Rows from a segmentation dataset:
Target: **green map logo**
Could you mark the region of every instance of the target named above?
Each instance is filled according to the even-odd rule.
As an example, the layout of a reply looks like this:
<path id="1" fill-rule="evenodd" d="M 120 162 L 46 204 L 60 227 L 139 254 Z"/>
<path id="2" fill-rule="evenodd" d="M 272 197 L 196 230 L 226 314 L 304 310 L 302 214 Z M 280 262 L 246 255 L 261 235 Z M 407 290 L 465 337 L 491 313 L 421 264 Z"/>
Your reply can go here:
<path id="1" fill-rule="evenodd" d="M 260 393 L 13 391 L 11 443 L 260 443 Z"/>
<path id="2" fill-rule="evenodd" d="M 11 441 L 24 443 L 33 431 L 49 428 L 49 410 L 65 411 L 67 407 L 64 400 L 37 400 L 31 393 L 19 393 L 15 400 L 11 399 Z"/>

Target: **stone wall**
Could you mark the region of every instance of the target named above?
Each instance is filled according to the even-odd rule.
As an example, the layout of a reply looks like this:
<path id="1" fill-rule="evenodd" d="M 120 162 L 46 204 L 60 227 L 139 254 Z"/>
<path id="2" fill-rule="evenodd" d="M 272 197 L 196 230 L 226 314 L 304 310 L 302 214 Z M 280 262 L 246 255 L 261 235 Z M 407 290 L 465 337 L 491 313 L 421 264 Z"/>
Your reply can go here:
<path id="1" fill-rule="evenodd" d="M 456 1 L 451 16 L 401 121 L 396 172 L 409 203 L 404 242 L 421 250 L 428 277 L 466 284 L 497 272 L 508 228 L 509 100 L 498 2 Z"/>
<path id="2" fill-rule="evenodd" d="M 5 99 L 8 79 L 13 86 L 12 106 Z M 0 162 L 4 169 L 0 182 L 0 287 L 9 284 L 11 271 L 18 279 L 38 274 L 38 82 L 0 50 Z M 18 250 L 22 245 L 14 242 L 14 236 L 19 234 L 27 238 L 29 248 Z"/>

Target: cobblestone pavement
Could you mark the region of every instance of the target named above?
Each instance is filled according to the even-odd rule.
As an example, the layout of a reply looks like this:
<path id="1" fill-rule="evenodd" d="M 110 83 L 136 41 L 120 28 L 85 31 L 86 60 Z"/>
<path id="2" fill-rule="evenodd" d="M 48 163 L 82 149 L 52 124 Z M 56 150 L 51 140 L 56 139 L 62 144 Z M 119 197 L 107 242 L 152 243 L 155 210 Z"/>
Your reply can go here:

## The task
Copy every row above word for word, with no changes.

## Final answer
Target: **green map logo**
Could you mark the region of every instance of the target named above?
Each instance is filled according to the even-odd rule.
As an example, the layout of a reply looks like this:
<path id="1" fill-rule="evenodd" d="M 120 162 L 46 204 L 60 227 L 139 254 Z"/>
<path id="2" fill-rule="evenodd" d="M 272 197 L 196 230 L 226 314 L 304 310 L 302 214 Z M 280 262 L 246 255 L 261 235 Z M 407 290 L 465 337 L 491 313 L 421 264 Z"/>
Your reply can go here:
<path id="1" fill-rule="evenodd" d="M 260 393 L 13 391 L 11 443 L 260 443 Z"/>
<path id="2" fill-rule="evenodd" d="M 11 441 L 24 443 L 33 431 L 49 428 L 49 410 L 65 411 L 67 407 L 64 400 L 37 400 L 31 393 L 19 393 L 15 400 L 11 399 Z"/>

Target: **stone wall**
Could you mark the region of every instance of the target named above?
Each instance is filled according to the even-odd rule.
As an example, the layout of a reply looks like this:
<path id="1" fill-rule="evenodd" d="M 120 162 L 46 204 L 60 227 L 139 254 Z"/>
<path id="2" fill-rule="evenodd" d="M 272 197 L 196 230 L 226 314 L 304 310 L 302 214 Z M 280 262 L 246 255 L 261 235 Z M 407 290 L 465 337 L 491 313 L 421 264 Z"/>
Your reply can go here:
<path id="1" fill-rule="evenodd" d="M 456 1 L 451 16 L 401 121 L 396 172 L 409 203 L 404 242 L 421 250 L 428 277 L 466 284 L 497 272 L 508 228 L 509 100 L 498 2 Z"/>
<path id="2" fill-rule="evenodd" d="M 5 99 L 8 79 L 13 86 L 12 106 Z M 0 162 L 4 169 L 0 182 L 0 287 L 9 284 L 11 271 L 18 279 L 38 274 L 38 82 L 0 50 Z M 18 250 L 22 245 L 14 242 L 14 236 L 19 234 L 27 238 L 29 248 Z"/>

Target: cobblestone pavement
Could you mark the region of every instance of the target named above?
Each instance is filled according to the even-odd rule.
As an example, the layout of a reply looks like this:
<path id="1" fill-rule="evenodd" d="M 110 83 L 136 41 L 120 28 L 85 31 L 86 60 Z"/>
<path id="2" fill-rule="evenodd" d="M 48 163 L 82 149 L 52 124 Z M 56 150 L 51 140 L 56 139 L 62 144 Z M 119 197 L 107 242 L 152 243 L 155 210 Z"/>
Your reply can go here:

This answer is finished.